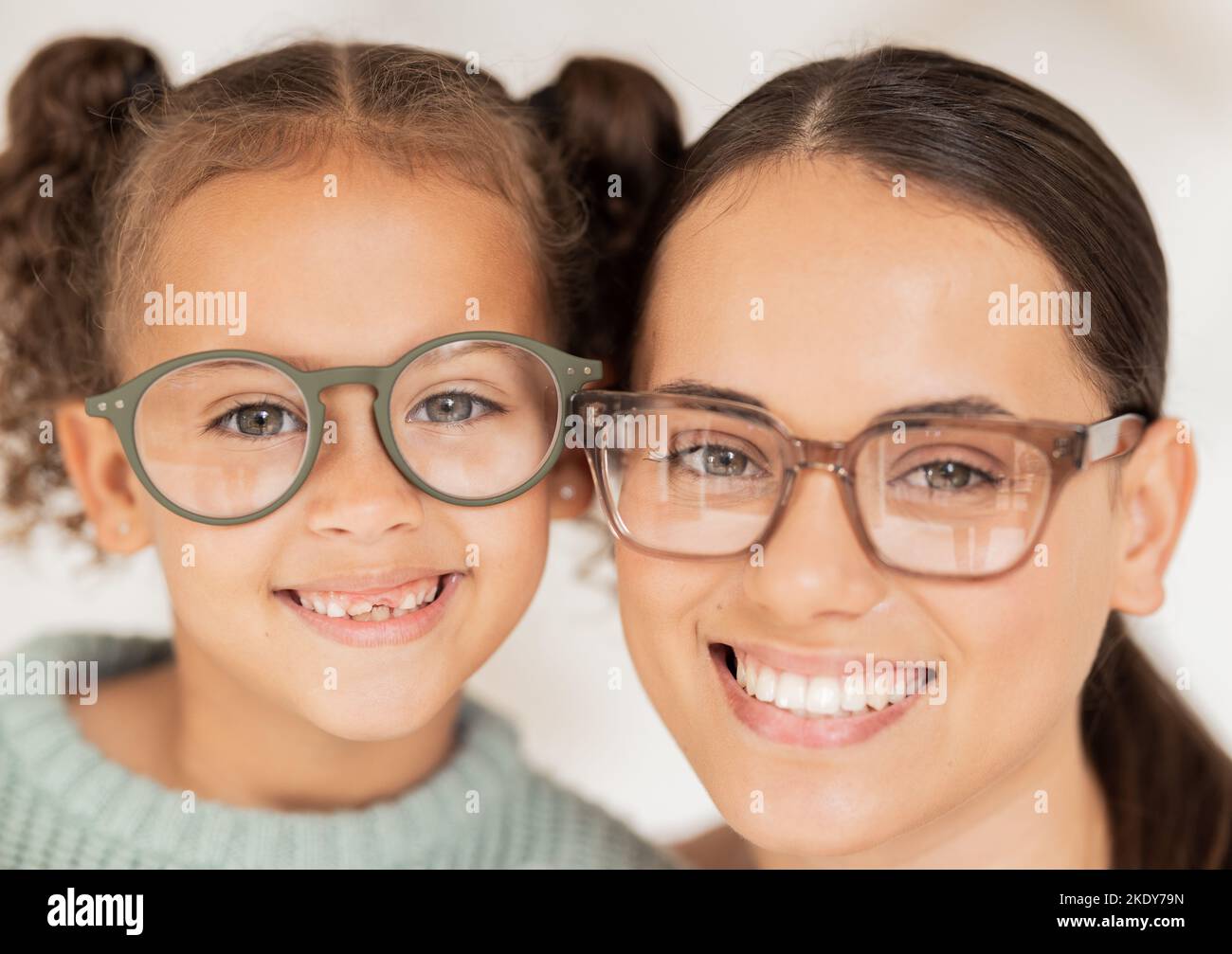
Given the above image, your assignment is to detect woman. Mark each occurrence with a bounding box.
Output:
[579,46,1232,868]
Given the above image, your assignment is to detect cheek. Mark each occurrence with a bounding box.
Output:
[915,474,1114,744]
[616,544,731,699]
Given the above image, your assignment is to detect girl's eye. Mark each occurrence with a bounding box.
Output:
[407,391,501,423]
[903,460,995,491]
[212,404,307,437]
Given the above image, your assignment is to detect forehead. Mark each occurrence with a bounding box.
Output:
[115,155,547,370]
[635,160,1101,437]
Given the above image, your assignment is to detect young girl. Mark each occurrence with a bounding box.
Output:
[584,46,1232,868]
[0,38,675,868]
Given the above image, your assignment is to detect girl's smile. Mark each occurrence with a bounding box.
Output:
[274,571,465,649]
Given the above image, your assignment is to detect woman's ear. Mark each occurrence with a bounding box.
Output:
[1113,417,1196,614]
[56,402,151,554]
[546,447,594,519]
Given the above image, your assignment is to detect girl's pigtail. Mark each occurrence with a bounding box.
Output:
[527,57,682,379]
[0,37,167,542]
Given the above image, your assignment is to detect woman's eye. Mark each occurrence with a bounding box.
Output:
[407,391,497,423]
[214,404,304,437]
[677,444,759,477]
[906,460,993,490]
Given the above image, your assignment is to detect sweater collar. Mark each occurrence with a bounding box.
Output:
[0,634,527,868]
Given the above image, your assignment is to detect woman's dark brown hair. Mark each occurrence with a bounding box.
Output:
[0,37,680,542]
[647,46,1232,868]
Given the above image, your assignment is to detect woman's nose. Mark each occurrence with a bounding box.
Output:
[300,386,424,543]
[744,469,886,624]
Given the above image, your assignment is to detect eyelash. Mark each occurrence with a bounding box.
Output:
[890,457,1006,494]
[404,387,509,428]
[201,398,307,441]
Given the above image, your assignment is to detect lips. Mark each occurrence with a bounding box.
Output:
[710,642,928,748]
[288,576,444,622]
[275,570,465,649]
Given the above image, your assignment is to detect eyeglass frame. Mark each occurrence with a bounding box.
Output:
[85,332,603,526]
[574,389,1150,580]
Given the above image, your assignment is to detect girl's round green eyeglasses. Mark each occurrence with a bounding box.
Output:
[85,332,603,525]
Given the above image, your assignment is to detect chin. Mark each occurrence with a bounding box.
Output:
[709,770,913,865]
[302,692,444,743]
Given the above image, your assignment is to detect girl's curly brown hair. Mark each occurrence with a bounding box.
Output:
[0,37,681,551]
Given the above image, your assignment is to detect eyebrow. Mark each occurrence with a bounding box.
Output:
[163,338,519,371]
[654,378,1017,420]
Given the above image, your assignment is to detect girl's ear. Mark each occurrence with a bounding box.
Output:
[1113,417,1196,614]
[546,447,594,519]
[56,402,151,554]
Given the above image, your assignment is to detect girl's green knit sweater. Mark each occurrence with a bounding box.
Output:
[0,634,672,868]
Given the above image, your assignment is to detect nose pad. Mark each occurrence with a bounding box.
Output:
[744,458,884,624]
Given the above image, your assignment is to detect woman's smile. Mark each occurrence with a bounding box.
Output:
[709,642,944,748]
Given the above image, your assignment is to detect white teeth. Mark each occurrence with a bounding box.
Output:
[735,651,921,719]
[773,672,808,711]
[295,580,439,622]
[839,679,865,712]
[752,666,779,702]
[805,675,839,715]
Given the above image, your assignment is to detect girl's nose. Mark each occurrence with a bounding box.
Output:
[299,386,424,543]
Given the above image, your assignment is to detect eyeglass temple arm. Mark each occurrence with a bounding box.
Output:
[1081,414,1147,466]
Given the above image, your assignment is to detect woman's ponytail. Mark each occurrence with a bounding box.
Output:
[1081,613,1232,868]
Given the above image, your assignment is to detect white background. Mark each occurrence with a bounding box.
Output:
[0,0,1232,838]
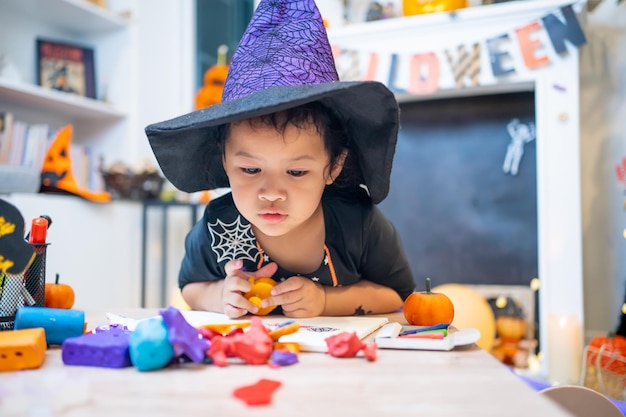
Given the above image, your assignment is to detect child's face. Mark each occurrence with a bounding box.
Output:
[224,118,341,236]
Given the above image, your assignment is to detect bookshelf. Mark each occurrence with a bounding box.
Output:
[0,0,195,310]
[0,0,141,308]
[0,0,137,163]
[0,78,127,121]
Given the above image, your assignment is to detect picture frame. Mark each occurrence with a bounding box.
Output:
[36,38,96,99]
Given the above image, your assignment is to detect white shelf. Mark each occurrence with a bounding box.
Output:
[0,0,129,33]
[396,81,535,103]
[0,79,126,120]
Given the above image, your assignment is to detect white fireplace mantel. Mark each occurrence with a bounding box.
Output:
[328,0,584,378]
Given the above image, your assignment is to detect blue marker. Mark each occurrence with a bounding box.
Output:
[400,323,450,336]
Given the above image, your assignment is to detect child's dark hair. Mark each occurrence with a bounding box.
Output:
[216,101,364,195]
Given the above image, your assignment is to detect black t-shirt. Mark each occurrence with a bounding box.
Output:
[178,193,415,300]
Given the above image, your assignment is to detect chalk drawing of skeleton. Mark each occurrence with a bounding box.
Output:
[502,119,535,175]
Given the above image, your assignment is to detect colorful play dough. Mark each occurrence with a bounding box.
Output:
[15,306,85,345]
[61,329,132,368]
[129,317,174,371]
[160,307,210,363]
[0,327,46,371]
[244,277,276,316]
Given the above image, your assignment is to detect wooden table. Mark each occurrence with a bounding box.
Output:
[0,310,569,417]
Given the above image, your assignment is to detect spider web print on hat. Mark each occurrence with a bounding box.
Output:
[222,0,339,101]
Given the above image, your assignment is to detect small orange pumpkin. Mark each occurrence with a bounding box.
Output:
[44,274,74,310]
[404,278,454,326]
[244,277,276,316]
[195,45,228,109]
[587,334,626,375]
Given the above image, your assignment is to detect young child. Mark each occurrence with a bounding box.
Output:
[146,0,414,318]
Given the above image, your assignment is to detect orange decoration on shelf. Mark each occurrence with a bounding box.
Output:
[44,274,74,310]
[40,125,111,203]
[196,45,228,109]
[244,277,276,316]
[404,278,454,326]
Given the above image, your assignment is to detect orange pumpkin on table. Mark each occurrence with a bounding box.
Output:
[44,274,74,310]
[587,334,626,375]
[404,278,454,326]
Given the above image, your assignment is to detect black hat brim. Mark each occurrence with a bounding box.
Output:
[145,81,399,204]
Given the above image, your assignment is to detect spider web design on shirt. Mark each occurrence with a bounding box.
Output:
[209,216,259,263]
[222,0,339,101]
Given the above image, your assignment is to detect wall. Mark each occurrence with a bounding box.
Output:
[580,0,626,337]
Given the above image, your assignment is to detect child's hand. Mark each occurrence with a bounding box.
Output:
[261,276,326,317]
[222,259,278,319]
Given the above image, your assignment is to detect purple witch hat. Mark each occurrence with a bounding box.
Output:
[146,0,399,203]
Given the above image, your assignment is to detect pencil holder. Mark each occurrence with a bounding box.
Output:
[0,243,49,330]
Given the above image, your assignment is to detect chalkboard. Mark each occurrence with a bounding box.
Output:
[380,92,538,288]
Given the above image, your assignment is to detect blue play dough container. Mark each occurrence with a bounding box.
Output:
[14,307,85,345]
[128,317,174,371]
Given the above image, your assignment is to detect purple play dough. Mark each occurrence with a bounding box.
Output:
[159,307,210,363]
[61,329,132,368]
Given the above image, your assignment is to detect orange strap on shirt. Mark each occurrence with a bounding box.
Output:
[256,241,340,287]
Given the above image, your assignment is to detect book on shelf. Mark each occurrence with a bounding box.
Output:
[0,111,105,190]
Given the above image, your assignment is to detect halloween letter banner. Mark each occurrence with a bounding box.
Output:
[333,5,586,95]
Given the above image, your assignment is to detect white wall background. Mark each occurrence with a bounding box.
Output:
[580,0,626,337]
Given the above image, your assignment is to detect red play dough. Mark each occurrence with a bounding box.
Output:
[325,332,377,361]
[233,379,282,405]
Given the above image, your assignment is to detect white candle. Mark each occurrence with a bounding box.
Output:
[547,314,583,384]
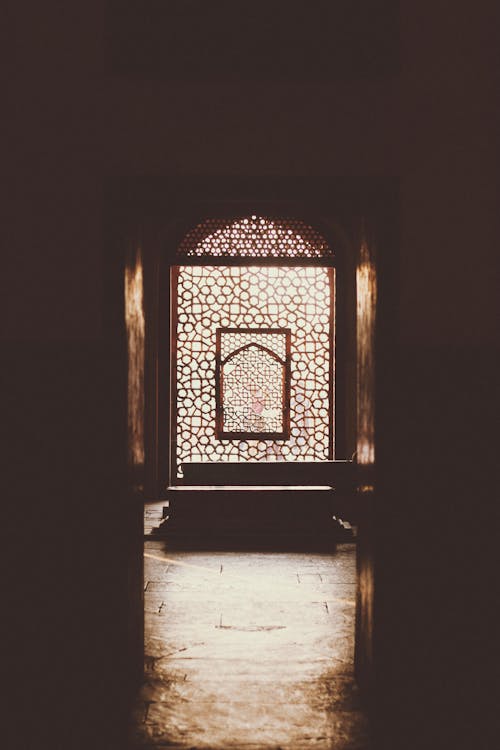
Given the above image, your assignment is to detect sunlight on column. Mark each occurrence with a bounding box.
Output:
[124,249,145,466]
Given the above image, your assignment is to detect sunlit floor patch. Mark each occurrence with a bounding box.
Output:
[131,542,369,750]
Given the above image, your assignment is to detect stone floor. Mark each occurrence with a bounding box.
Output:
[130,541,370,750]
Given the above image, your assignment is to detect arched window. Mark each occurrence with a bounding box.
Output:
[172,215,335,478]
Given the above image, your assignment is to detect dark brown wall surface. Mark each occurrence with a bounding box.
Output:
[0,2,497,750]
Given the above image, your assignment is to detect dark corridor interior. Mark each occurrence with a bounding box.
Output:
[1,0,499,750]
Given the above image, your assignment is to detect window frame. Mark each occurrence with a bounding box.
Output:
[168,220,338,486]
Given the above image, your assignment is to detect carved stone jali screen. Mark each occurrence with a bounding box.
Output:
[215,328,291,440]
[172,261,334,477]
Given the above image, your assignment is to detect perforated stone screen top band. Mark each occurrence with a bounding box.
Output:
[215,328,290,440]
[177,215,333,259]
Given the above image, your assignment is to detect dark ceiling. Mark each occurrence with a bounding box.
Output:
[106,0,399,82]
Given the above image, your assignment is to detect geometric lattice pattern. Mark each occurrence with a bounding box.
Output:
[216,329,290,438]
[177,215,333,258]
[174,265,334,477]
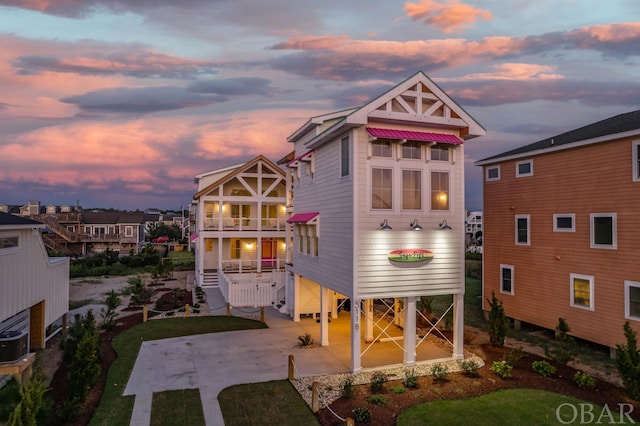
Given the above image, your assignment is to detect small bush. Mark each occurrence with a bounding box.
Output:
[340,376,355,398]
[351,407,371,423]
[573,371,596,389]
[504,347,524,367]
[367,395,389,407]
[431,362,449,382]
[402,368,418,388]
[491,361,513,379]
[371,373,387,393]
[391,385,407,393]
[298,333,313,348]
[531,361,556,377]
[460,359,479,377]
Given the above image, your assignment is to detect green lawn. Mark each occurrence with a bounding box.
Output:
[218,380,319,426]
[397,389,634,426]
[90,317,266,426]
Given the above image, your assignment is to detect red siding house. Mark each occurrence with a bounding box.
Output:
[476,110,640,348]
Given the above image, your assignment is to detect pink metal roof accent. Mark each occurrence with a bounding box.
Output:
[287,212,320,223]
[367,127,462,145]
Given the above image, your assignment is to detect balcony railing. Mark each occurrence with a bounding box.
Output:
[222,258,285,272]
[203,217,287,231]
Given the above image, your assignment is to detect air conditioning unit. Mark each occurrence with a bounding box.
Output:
[0,331,29,362]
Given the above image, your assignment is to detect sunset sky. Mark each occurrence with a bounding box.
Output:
[0,0,640,210]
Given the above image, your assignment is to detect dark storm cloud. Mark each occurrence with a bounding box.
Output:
[13,52,216,79]
[61,86,228,114]
[188,77,278,96]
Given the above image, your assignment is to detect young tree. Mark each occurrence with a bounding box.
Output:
[487,291,507,348]
[616,321,640,401]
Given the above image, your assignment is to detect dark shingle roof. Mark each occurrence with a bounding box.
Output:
[0,212,42,226]
[479,110,640,163]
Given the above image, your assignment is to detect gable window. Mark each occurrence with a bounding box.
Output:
[0,235,20,252]
[516,160,533,177]
[402,141,422,160]
[631,141,640,182]
[624,281,640,321]
[371,139,393,158]
[485,166,500,182]
[500,265,513,294]
[570,274,593,310]
[371,168,393,210]
[431,143,449,161]
[402,170,422,210]
[340,138,350,177]
[516,214,531,246]
[553,213,576,232]
[590,213,618,249]
[431,172,449,210]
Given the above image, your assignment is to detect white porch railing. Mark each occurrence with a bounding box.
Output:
[219,271,285,308]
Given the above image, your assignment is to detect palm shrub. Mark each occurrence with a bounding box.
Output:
[616,321,640,400]
[487,290,507,348]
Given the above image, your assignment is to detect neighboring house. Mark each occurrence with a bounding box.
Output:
[476,110,640,354]
[0,213,69,378]
[190,155,286,306]
[465,212,482,252]
[286,72,485,372]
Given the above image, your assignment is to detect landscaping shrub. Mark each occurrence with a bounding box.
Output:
[616,321,640,400]
[460,359,479,377]
[531,361,556,377]
[573,371,596,389]
[371,373,387,393]
[351,407,371,423]
[491,361,513,379]
[340,376,355,398]
[367,395,389,407]
[487,291,507,348]
[431,362,449,382]
[402,368,419,388]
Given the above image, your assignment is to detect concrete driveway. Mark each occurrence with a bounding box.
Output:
[124,302,350,426]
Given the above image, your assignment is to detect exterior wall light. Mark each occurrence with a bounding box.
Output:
[440,219,453,231]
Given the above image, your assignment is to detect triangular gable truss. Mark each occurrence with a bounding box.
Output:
[193,155,285,200]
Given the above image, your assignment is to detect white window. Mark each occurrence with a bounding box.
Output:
[340,138,350,177]
[590,213,618,250]
[401,141,422,160]
[516,160,533,177]
[631,141,640,182]
[402,170,422,210]
[553,213,576,232]
[0,235,20,254]
[431,143,449,161]
[371,139,393,158]
[500,265,513,294]
[485,166,500,182]
[371,168,393,210]
[569,274,594,311]
[431,172,449,210]
[624,281,640,321]
[516,214,531,246]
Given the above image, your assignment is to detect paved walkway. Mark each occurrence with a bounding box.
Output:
[124,289,350,426]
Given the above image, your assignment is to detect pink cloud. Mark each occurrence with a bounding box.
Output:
[404,0,493,34]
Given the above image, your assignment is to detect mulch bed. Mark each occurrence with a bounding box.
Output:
[316,344,640,426]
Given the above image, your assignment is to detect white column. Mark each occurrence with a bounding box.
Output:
[362,299,373,343]
[320,286,331,346]
[351,298,362,373]
[403,297,416,365]
[293,274,300,322]
[453,293,464,359]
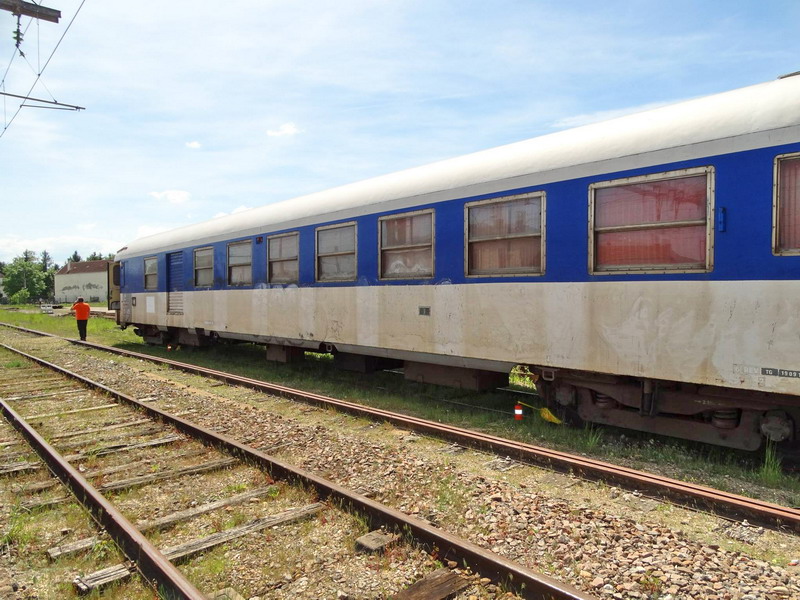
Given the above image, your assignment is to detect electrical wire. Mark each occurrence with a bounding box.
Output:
[0,0,86,138]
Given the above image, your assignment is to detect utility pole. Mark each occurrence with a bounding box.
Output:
[0,0,61,23]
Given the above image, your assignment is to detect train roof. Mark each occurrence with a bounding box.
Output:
[117,76,800,260]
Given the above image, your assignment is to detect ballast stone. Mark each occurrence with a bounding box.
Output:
[356,531,397,554]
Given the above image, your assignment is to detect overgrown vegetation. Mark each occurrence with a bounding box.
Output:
[0,310,800,506]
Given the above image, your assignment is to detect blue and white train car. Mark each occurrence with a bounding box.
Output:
[115,76,800,449]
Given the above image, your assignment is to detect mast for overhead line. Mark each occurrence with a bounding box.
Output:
[0,0,61,23]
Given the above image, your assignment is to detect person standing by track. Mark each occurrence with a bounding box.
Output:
[69,297,91,342]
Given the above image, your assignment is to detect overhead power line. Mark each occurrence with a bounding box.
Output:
[0,92,86,110]
[0,0,61,23]
[0,0,86,138]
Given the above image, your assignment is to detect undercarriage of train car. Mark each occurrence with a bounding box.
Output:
[532,368,800,450]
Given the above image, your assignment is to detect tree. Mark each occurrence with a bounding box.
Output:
[39,250,58,298]
[3,254,47,299]
[39,250,53,271]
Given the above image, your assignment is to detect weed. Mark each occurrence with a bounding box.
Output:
[758,441,783,487]
[0,510,36,548]
[225,483,247,494]
[91,540,116,561]
[583,423,603,451]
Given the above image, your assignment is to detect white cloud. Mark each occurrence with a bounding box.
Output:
[148,190,192,204]
[267,121,302,137]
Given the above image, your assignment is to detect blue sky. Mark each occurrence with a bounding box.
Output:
[0,0,800,264]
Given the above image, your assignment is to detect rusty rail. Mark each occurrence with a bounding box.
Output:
[0,394,206,600]
[0,338,595,600]
[0,323,800,532]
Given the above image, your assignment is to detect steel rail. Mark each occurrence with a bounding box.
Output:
[0,396,206,600]
[0,338,596,600]
[6,323,800,532]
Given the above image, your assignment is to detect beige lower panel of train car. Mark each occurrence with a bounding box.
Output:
[122,281,800,394]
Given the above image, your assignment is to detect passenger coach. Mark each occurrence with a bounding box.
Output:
[112,77,800,449]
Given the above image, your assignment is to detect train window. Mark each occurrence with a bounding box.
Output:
[228,240,253,285]
[589,167,713,272]
[773,154,800,254]
[465,193,544,276]
[144,256,158,290]
[194,248,214,287]
[379,210,433,279]
[267,232,300,283]
[317,223,356,281]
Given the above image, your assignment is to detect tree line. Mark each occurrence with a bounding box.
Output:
[0,250,114,304]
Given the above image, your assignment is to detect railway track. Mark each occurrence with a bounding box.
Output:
[0,336,590,599]
[6,325,800,533]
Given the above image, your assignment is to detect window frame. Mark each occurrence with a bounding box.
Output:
[267,231,300,285]
[225,239,253,288]
[192,246,214,290]
[772,152,800,256]
[464,190,547,279]
[378,208,436,281]
[142,256,158,292]
[316,221,358,283]
[588,165,715,275]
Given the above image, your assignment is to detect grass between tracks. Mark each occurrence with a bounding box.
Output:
[0,307,800,506]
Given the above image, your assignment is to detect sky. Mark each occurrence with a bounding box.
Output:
[0,0,800,265]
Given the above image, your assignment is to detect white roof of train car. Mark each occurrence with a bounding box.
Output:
[117,76,800,260]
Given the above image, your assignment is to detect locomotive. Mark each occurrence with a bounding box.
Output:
[111,76,800,450]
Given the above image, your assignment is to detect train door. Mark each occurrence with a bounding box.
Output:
[167,252,184,315]
[108,262,120,310]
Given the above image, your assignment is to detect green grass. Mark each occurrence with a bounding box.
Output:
[0,309,800,506]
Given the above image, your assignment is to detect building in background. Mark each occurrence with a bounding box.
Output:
[54,260,111,304]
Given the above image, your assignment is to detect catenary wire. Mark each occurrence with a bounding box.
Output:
[0,0,86,138]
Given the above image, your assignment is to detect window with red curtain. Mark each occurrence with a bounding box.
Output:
[593,173,708,271]
[775,157,800,253]
[380,211,433,278]
[467,195,542,275]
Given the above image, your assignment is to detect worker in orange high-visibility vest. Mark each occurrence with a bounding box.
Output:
[70,298,91,341]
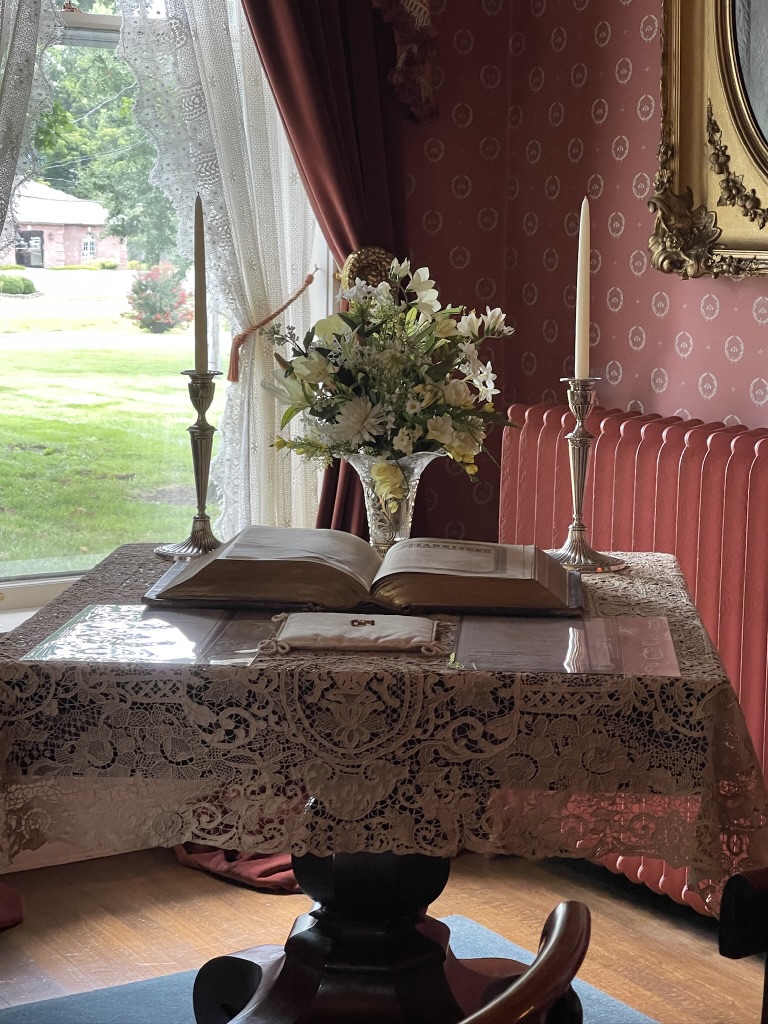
■ ■ ■
- Given instruction: Rewrite the records from the line containing "Given the above image, your assignment is to detect cheek." through the line containing "[0,37,167,542]" as a Markdown table with the columns Row and Text, one numbered row per line and no rows for blank lines.

- Response:
| Row | Text |
|---|---|
| 1 | Given the above image, your assignment is to detect cheek. Mark each occurrence with a bounding box. |
| 2 | Output: |
| 3 | [915,474,1114,744] |
| 4 | [616,544,731,699] |
| 5 | Given the above image, your assignment is to detect girl's eye. Mark each occurrence with a bounding box. |
| 6 | Output: |
| 7 | [407,391,501,423] |
| 8 | [903,460,995,491] |
| 9 | [212,404,307,437] |
| 10 | Given the above image, your assignment is to detect forehead. Mark each occurrence with a bounding box. |
| 11 | Output: |
| 12 | [115,155,547,370] |
| 13 | [635,160,1101,437] |
| 14 | Given the above image, your assignment is to detect young girl. Mark each occurrence with a bounding box. |
| 15 | Output: |
| 16 | [584,46,1232,868] |
| 17 | [0,38,675,868] |
| 18 | Given the above image, your assignment is to detect girl's smile. Mark each occurrence with a bounding box. |
| 19 | Output: |
| 20 | [274,571,465,649] |
| 21 | Given the above image, your assignment is to detect woman's ear. Mark each occurrence with a bounding box. |
| 22 | Output: |
| 23 | [1113,417,1196,614] |
| 24 | [56,402,151,554] |
| 25 | [546,447,594,519] |
| 26 | Given the above image, your assignment is to detect girl's pigtail. Mark each occurrence with a bounding box. |
| 27 | Output: |
| 28 | [527,57,682,379] |
| 29 | [0,37,167,542] |